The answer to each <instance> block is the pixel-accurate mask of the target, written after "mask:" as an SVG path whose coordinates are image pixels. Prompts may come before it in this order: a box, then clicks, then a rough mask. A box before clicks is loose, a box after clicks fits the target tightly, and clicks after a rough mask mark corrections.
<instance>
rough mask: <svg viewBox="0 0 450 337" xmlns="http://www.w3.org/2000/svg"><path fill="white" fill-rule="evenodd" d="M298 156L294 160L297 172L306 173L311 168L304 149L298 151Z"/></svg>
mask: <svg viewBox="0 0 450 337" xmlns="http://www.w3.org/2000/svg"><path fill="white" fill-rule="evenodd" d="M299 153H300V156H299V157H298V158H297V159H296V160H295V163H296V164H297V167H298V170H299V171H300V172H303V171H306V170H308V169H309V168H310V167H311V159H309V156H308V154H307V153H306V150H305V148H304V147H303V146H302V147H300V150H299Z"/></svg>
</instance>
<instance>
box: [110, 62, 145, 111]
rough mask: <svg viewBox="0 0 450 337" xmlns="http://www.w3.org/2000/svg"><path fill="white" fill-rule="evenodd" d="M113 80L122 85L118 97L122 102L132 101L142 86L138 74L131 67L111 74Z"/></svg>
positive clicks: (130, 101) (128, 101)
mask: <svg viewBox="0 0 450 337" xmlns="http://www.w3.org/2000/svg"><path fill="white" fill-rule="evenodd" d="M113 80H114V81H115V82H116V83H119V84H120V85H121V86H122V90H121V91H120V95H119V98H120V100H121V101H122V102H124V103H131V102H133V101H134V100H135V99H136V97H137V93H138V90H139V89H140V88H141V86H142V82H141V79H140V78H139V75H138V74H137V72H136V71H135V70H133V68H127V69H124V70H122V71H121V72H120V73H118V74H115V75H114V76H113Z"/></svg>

* _EXERCISE DIRECTIONS_: Copy each line holding "instance" from the material above.

* _TASK SOLUTION_:
The answer to each <instance> block is the pixel-accurate mask of the target, written after "mask:" as an SVG path whose coordinates are image pixels. Prompts may come before it in this order: a box, then clicks, then a rough mask. A box before clicks is loose, a box after clicks fits the target tightly, and clicks after a rough mask mark corrections.
<instance>
</instance>
<instance>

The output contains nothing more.